PASSAGE PROVIDED:
Published Jan. 21, 2016

14 min read

As the stage lights go up on Branden Jacobs-Jenkins ’06’s play, An Octoroon, they reveal a stage that is empty of actors but soon fills with ambiguity and ambivalence. A black man wanders out in his underwear. Though no one ever speaks his name, the script identifies him as “BJJ.” (Use your imagination.)

“Hi, everyone,” he greets the audience, “I’m a black playwright. I don’t know exactly what that means, but I’m here to make you feel something.”

With that vague charge, Jacobs-Jenkins and his doppelganger, BJJ, do just that, staging an adaptation of The Octoroon, an antebellum melodrama that played to large audiences in the United States and Europe in 1859. It is the story of Zoe, a young woman of one-eighth African blood (an octoroon, according to the racial classifications of the time), who must fend off the attentions of the plantation’s new owner and its former overseer. But Jacobs-Jenkins added a long prologue in which an African American actor playing BJJ, and a white actor playing Dion Boucicault, the Irish playwright who wrote the original Octoroon (also dressed only in his underwear), profanely wrestle with their anxieties and frustrations. 

“Let’s just say that Mr. Jacobs-Jenkins turns self-consciousness into theater,” a New York Times reviewer wrote of the production, which ran off-Broadway in New York City last spring, “and that this is a lot more stimulating than it sounds.”

Boucicault’s treatment of race and class made his play controversial in its time, but in Jacobs-Jenkins’ version, racial classifications are not so much turned on their heads as tossed in the air like confetti. Black actors play white characters in whiteface and black characters in blackface. The white actor who plays Boucicault also puts on redface to portray an American Indian. 

Jacobs-Jenkins embraces the melodramatic conventions — there is a moustache-twirling villain and a sighing heroine — but with blatantly modern twists, and nearly naked narrators are the least of it. When we first see the plantation, two slaves are sweeping great piles of cotton balls. They jaw like teenagers, discussing another slave who met someone “at a slave mixer over by the river before she dumped him because, you know, she couldn’t deal with the long distance.” Jacobs-Jenkins has fun with the odd juxtaposition. Stage directions read: “I’m just going to say this right now so we can get it over with: I don’t know what a real slave sounded like. And neither do you.” 

The entire evening is a twist on identity. Racial classifications are at the play’s heart, but Jacobs-Jenkins wants us to go deeper. If smearing on a bit of makeup can transform a black person into a white person, what does that say about the malleability of racial identity? And what about authorial identity? While an actor played BJJ in last spring’s production, the real Branden Jacobs-Jenkins took an uncredited role as Br’er Rabbit, the figure from African American folktales who could outsmart less savvy animals. A gesture toward the durability of cultural heritage, perhaps, but in An Octoroon, the character was also an inside joke. Only a few friends were aware that Br’er Rabbit was Jacobs-Jenkins himself, wandering across the background of his own play in a bunny suit, never uttering a word. 

“If you knew, you knew,” he says. “If you didn’t, you didn’t. I kind of liked it that way.”

So, apparently, did critics. An Octoroon received mostly favorable reviews during its three-week run at Soho Rep. Jacobs-Jenkins, The Village Voice said, “knocks us flat on our preconceptions.” 

No one reads Macbeth and asks what Shakespeare meant to say about the nature of being Scottish. Only a pedant mines Our Town for insights into Thornton Wilder *26’s views on Protestantism in pre-war America.

Point labeling examples:
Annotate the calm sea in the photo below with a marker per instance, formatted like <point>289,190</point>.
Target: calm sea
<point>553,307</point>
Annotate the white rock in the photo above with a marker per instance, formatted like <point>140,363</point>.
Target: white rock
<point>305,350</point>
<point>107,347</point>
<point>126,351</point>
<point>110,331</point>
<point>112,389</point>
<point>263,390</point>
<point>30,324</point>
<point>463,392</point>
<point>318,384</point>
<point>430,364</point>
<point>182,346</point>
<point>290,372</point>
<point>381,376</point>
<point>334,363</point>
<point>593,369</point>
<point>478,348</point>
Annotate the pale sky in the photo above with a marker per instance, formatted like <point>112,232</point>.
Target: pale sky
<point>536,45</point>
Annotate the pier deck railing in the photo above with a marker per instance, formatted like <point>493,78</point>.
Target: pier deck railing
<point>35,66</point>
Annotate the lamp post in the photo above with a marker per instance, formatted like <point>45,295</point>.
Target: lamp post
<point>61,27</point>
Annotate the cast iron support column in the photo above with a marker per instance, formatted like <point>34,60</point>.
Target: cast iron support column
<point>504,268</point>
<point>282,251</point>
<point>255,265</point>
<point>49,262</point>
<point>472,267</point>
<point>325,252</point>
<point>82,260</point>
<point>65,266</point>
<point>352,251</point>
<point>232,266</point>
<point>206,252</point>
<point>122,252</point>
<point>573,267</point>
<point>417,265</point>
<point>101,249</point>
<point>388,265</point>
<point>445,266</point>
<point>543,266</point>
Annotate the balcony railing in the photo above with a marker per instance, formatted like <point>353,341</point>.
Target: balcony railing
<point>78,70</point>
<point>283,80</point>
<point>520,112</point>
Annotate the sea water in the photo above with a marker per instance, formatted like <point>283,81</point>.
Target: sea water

YOUR TASK: Return everything from "With that vague" down to "anxieties and frustrations." in the article about An Octoroon, copied word for word.

WRITTEN RESPONSE:
With that vague charge, Jacobs-Jenkins and his doppelganger, BJJ, do just that, staging an adaptation of The Octoroon, an antebellum melodrama that played to large audiences in the United States and Europe in 1859. It is the story of Zoe, a young woman of one-eighth African blood (an octoroon, according to the racial classifications of the time), who must fend off the attentions of the plantation’s new owner and its former overseer. But Jacobs-Jenkins added a long prologue in which an African American actor playing BJJ, and a white actor playing Dion Boucicault, the Irish playwright who wrote the original Octoroon (also dressed only in his underwear), profanely wrestle with their anxieties and frustrations.